Entries shown =>
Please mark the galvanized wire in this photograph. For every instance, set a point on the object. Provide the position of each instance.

---

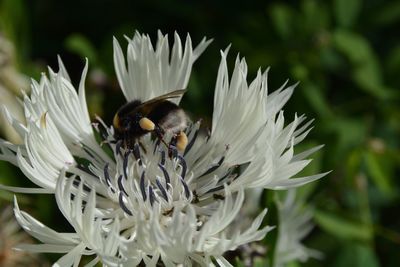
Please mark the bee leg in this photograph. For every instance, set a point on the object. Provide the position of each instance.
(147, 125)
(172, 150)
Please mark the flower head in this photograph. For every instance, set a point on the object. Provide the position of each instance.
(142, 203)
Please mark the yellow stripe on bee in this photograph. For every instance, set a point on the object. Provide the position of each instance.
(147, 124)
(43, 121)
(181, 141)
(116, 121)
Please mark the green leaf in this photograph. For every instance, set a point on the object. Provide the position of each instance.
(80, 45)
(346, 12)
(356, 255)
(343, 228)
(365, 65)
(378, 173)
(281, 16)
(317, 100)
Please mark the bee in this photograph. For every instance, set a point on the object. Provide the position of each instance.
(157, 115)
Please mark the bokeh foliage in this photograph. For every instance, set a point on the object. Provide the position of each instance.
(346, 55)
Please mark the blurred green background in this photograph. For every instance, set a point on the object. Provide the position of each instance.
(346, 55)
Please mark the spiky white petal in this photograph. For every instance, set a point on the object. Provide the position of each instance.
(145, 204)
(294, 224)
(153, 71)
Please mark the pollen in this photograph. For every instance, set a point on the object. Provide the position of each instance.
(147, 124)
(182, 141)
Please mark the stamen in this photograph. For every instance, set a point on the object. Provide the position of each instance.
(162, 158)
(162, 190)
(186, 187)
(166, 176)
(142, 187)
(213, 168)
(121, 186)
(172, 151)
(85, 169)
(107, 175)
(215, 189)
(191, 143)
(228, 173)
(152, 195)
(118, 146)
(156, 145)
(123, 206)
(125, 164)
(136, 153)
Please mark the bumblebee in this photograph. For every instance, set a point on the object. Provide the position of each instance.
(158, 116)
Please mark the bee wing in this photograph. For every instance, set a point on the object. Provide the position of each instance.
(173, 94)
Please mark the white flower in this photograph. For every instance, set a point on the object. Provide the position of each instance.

What you will do => Would you retype the lines above from the one with "Please mark the bumblebee" down to the one with "Please mark the white", word for word, both ends included and no other lines?

Finished exercise =>
Please mark the bumblebee in this photograph. For every instance, set a point on the object. Provide the position of each instance.
(158, 116)
Please mark the bee wing in this photograph. For every instance, set a point on the object. Provide the position of each instance.
(173, 94)
Please mark the white flower in this photograph. For every instance, set a point on the object. Provide the position of each instance.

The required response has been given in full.